> PROBLEM TO SOLVE
Please output the entries below from the line that contains "If you could point at the gold" through the final line, reproduced exactly and alone.

---------------

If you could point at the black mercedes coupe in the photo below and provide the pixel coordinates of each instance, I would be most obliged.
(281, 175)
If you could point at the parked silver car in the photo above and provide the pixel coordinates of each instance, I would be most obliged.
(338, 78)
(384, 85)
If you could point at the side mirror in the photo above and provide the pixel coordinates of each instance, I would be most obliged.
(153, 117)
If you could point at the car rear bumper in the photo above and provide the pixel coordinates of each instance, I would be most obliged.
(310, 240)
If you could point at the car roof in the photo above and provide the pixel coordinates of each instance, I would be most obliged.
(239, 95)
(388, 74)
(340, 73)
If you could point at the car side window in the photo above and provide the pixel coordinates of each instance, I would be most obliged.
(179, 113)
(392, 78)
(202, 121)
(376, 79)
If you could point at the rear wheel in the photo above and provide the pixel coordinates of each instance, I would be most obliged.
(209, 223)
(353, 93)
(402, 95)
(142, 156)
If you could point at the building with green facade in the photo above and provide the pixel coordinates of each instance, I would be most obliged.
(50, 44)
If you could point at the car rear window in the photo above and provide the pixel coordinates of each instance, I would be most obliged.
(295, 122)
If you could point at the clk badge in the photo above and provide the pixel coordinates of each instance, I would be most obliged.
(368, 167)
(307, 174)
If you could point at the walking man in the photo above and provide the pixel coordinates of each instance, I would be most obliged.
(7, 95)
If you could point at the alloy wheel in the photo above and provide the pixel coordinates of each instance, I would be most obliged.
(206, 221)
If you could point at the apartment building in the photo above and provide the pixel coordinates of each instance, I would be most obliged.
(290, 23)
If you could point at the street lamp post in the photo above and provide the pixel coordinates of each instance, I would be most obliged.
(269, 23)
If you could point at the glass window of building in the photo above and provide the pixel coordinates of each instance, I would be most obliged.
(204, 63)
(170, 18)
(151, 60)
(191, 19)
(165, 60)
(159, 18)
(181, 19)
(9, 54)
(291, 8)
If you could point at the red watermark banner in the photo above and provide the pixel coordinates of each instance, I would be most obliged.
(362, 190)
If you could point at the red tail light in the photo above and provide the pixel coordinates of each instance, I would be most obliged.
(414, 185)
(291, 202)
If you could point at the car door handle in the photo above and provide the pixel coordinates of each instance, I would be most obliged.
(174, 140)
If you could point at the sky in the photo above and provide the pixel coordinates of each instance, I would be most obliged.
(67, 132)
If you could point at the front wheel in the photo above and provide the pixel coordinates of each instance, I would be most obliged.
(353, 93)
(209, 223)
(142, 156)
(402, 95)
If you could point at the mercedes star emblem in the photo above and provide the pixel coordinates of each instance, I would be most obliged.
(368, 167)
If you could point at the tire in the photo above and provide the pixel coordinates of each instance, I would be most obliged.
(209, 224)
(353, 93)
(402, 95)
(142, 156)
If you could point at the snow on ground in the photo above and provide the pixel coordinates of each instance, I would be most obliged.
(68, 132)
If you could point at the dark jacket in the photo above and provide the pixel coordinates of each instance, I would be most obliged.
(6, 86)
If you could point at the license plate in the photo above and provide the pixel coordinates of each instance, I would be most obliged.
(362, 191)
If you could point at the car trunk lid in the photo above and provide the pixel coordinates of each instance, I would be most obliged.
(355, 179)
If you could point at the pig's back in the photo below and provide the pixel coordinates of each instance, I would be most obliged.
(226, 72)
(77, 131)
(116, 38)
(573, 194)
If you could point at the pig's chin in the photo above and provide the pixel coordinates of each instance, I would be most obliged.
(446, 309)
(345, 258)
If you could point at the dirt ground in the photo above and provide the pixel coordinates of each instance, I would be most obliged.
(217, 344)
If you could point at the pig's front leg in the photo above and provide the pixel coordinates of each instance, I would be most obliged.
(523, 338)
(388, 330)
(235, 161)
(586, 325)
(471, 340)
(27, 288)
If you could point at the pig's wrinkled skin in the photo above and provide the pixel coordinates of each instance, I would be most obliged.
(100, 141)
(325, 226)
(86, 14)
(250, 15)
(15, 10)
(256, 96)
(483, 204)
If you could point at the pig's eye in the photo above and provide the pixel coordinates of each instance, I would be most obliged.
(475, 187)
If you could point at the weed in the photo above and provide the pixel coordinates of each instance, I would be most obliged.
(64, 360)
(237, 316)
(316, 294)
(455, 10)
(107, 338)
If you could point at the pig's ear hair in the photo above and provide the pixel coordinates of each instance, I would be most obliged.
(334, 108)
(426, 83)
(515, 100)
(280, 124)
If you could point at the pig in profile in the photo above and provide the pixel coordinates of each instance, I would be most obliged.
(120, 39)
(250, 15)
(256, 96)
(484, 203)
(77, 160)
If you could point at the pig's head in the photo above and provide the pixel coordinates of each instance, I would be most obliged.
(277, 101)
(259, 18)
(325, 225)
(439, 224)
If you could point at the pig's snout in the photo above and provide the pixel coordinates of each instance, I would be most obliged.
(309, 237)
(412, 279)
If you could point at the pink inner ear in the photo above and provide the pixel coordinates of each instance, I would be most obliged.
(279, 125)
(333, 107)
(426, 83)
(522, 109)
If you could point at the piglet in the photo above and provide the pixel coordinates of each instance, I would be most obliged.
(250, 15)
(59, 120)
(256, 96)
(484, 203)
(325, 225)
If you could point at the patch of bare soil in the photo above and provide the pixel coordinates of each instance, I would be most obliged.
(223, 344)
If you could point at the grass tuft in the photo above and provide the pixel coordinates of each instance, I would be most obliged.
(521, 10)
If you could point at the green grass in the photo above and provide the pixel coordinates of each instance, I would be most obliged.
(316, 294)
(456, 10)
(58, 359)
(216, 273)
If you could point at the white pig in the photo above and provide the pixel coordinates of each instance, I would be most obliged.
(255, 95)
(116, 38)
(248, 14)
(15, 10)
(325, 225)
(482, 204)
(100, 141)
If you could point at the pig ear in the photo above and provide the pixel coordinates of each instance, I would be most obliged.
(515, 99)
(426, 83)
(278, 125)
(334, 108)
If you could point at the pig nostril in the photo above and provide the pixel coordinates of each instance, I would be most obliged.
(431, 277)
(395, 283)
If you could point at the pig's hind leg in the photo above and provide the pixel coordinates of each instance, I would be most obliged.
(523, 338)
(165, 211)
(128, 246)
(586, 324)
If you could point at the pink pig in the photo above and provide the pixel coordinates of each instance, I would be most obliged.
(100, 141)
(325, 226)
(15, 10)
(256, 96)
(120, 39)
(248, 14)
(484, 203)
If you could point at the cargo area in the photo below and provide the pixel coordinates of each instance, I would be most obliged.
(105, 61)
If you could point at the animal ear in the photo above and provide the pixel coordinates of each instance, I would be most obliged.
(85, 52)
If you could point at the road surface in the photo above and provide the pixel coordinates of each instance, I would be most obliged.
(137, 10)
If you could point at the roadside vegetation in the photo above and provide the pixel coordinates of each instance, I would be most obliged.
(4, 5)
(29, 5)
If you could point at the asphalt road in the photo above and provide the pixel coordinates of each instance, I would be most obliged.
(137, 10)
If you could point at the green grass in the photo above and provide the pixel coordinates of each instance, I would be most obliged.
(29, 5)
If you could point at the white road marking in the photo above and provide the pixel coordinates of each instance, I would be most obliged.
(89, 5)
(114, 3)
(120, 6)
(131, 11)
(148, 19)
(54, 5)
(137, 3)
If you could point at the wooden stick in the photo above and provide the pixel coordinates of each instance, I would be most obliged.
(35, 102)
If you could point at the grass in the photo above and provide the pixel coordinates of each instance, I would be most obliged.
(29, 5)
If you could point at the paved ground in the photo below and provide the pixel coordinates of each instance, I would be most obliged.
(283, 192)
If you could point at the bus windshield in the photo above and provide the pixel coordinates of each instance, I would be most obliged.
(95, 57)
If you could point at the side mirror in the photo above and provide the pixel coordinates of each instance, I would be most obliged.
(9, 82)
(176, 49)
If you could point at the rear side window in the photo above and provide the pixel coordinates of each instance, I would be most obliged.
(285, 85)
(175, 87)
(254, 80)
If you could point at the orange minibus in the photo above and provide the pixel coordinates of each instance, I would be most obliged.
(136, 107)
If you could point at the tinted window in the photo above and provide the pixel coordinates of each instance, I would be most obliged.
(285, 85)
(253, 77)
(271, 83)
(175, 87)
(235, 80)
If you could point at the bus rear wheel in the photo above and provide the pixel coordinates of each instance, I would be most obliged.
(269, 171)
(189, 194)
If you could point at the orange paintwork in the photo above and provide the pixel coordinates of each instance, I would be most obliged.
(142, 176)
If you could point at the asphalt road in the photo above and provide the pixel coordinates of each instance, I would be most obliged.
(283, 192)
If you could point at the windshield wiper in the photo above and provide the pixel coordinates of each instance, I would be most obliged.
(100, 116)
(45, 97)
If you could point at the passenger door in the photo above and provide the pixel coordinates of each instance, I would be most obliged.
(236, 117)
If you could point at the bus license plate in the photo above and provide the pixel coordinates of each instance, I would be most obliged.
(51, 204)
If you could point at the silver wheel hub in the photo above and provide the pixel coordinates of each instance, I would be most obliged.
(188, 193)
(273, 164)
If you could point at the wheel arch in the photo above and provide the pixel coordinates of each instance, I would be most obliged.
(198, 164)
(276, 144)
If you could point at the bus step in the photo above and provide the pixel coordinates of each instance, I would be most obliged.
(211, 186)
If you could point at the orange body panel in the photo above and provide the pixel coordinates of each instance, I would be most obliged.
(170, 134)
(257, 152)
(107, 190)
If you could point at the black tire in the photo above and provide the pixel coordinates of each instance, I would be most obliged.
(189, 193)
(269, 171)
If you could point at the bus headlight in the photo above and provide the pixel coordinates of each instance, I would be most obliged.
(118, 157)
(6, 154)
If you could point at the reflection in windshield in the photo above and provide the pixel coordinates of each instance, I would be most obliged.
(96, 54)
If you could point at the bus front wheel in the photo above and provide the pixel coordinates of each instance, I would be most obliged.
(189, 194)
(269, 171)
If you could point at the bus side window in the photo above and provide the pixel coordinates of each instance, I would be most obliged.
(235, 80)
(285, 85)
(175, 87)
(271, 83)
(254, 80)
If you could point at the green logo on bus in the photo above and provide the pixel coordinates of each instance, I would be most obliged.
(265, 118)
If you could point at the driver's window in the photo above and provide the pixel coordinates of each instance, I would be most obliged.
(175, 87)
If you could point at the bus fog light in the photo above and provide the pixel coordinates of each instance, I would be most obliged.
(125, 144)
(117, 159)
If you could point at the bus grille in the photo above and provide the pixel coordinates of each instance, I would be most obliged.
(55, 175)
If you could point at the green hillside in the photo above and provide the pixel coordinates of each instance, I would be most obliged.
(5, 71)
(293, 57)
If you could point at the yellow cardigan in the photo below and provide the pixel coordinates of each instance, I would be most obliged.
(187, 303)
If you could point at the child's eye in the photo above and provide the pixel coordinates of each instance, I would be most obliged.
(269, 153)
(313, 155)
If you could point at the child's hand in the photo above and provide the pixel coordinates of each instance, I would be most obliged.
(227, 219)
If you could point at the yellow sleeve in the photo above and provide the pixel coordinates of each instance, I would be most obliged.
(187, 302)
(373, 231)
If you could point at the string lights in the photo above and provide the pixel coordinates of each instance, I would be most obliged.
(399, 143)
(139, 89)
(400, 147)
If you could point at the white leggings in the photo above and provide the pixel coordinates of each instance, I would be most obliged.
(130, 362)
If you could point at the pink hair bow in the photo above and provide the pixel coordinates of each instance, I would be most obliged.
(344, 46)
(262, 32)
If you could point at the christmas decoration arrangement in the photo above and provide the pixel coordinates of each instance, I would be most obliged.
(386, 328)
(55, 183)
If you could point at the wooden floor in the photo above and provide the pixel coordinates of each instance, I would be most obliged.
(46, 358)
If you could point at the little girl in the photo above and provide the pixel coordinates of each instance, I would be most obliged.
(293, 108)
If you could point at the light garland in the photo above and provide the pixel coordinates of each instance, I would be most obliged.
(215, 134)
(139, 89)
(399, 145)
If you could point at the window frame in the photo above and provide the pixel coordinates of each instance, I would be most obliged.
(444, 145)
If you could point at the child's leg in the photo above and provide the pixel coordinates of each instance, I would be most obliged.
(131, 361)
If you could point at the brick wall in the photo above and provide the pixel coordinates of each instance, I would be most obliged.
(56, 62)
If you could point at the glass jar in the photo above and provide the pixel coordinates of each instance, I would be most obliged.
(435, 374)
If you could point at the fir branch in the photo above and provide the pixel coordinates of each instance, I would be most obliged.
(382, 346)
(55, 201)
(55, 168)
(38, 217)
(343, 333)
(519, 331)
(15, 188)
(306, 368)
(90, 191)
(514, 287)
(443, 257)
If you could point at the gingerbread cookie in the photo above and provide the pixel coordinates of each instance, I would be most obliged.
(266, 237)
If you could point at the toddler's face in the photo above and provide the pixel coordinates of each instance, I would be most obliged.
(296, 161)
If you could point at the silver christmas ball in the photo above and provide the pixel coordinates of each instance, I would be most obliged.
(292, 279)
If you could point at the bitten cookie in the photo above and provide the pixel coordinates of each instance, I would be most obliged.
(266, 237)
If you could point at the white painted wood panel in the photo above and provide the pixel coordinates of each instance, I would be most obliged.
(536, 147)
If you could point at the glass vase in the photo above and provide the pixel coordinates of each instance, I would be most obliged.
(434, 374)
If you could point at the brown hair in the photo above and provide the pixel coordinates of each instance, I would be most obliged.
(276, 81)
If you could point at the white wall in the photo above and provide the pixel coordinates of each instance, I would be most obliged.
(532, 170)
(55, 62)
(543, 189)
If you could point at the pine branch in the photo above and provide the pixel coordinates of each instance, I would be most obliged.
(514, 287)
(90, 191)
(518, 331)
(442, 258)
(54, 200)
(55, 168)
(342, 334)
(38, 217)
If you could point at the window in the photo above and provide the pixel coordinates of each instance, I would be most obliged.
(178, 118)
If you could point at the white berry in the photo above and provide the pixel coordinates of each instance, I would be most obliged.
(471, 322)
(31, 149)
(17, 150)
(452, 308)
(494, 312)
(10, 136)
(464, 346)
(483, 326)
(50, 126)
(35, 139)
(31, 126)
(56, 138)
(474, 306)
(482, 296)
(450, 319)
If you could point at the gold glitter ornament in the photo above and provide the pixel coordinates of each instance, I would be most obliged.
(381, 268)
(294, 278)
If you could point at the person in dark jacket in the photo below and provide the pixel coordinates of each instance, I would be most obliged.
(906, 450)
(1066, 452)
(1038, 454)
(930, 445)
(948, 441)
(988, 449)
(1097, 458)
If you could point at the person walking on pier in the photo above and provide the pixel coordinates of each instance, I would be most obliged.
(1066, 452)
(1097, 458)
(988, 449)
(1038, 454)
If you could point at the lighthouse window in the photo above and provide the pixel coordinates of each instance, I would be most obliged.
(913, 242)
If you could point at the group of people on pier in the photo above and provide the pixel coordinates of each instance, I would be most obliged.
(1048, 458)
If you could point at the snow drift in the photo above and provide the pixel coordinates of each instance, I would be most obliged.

---------------

> ANSWER IN FULL
If you could point at the gold glitter ornament in the photo above and provide the pixel coordinates of each instance, I would be most obliged.
(381, 268)
(294, 278)
If you could point at the person in dark jacket in the photo below and provide the pixel coordinates of each instance, I would be most obliged.
(906, 450)
(1066, 452)
(1038, 454)
(930, 445)
(948, 441)
(988, 449)
(1097, 458)
If you could point at the person walking on pier in the photo above and provide the pixel coordinates of each instance, I would be most obliged.
(1066, 452)
(1097, 458)
(988, 449)
(1038, 454)
If you could point at the lighthouse window in the photo above and provide the pixel coordinates of each instance, I would be most obliged.
(913, 242)
If you could point at the group of people on pier in the photo above and provide the pixel coordinates of each instance, I would be most obliged.
(1048, 458)
If you could point at the snow drift in the photo above and provide the pixel coordinates of each instance, I would be most obliged.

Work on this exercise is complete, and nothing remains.